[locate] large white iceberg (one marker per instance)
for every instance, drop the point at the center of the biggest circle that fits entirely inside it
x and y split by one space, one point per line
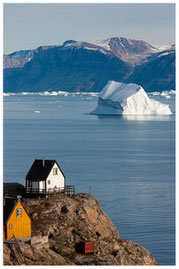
128 99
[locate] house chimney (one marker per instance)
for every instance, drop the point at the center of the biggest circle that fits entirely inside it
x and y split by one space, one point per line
43 162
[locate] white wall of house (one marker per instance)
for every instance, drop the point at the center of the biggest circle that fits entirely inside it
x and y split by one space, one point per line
55 180
42 185
35 185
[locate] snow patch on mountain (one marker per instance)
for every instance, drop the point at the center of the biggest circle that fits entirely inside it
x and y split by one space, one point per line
128 99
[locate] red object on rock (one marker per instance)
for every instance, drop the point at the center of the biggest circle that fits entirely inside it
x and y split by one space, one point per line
86 247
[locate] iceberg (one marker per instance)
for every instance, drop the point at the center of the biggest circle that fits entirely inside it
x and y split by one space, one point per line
128 99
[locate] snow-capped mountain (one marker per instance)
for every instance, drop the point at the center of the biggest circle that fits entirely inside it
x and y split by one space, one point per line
88 66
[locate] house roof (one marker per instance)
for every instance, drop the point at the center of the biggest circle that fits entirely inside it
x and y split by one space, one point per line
38 172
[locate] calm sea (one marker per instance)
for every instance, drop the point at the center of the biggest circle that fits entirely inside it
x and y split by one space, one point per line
129 162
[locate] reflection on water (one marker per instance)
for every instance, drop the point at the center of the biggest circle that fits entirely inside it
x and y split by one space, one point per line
137 117
147 117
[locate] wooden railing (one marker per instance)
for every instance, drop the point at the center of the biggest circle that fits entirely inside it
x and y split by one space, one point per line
68 189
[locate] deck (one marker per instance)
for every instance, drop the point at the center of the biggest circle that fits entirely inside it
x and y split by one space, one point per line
68 189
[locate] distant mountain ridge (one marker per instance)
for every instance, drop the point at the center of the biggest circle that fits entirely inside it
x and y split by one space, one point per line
88 66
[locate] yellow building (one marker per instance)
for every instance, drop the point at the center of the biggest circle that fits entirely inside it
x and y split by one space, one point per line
16 219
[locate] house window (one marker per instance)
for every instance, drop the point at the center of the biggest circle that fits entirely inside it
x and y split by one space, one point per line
55 171
19 212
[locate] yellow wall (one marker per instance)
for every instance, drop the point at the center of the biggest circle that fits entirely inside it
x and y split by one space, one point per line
21 226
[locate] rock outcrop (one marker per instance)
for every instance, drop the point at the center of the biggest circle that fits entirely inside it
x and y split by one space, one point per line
70 220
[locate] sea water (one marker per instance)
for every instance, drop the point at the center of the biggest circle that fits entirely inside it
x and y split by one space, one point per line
128 163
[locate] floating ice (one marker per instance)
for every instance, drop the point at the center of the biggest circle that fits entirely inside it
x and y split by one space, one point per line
128 99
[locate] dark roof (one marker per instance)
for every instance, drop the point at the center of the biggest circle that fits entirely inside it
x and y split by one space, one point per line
38 172
8 207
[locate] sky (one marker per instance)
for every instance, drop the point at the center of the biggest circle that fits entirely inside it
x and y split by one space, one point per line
28 26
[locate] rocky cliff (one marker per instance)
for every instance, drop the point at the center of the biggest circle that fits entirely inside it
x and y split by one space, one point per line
70 220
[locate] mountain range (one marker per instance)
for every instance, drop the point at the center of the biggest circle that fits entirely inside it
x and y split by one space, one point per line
88 66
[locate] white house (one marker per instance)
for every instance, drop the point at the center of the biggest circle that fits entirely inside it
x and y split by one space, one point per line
45 176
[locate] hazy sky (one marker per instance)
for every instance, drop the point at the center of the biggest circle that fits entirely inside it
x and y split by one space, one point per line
28 26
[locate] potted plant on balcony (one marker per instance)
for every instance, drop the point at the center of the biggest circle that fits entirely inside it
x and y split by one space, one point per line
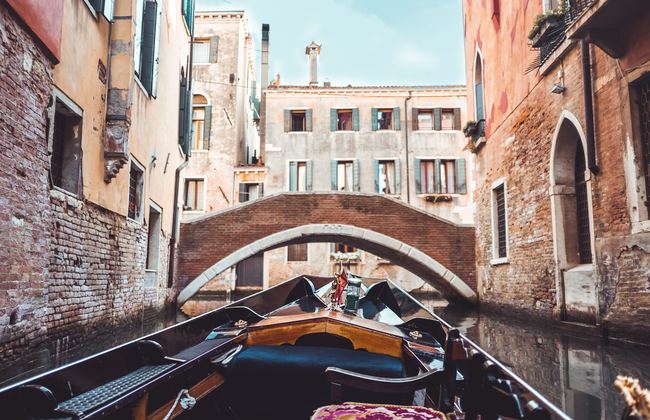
545 23
475 132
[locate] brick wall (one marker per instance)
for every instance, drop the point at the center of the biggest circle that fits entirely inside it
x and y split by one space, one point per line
205 242
97 275
25 86
522 118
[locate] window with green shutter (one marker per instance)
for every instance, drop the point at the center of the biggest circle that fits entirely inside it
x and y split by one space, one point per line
149 46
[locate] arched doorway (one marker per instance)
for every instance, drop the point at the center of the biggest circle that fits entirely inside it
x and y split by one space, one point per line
---*---
- **What the exercise asks**:
Copy out the lines above, starting at the line with "[locate] hazy sky (one marker per instance)" and running through the final line, keeping every one as it is but leaving out the pictures.

- **Solution to the exercise**:
[locate] hazy sky (one marker per instance)
for every instance, drop the point at the center of the biggest circle that fits entirely inside it
x and y split by one space, one point per line
28 26
[locate] potted plant on balcony (one marker per instance)
for every instance, drop the point at the center of the biggest circle that fits entirely inside it
x and y split by one space, one point per line
545 23
475 132
[locate] brick wall (one marker per instance)
for every instance, drop the point at the center of the biggest circle that fits entirely inside it
x and y split by one space, one point per line
205 242
97 275
25 86
522 118
[locate] window with green shutter (one marker per instance)
for every instance, drop the point at the center of the biggest circle that fits entirely inside it
x and y split by one space, one point per line
149 46
[locate] arched doorway (one marker per instance)
for every instance, drop the point at the center of the biggest circle that fits entirely inside it
x and y split by one space, one point per line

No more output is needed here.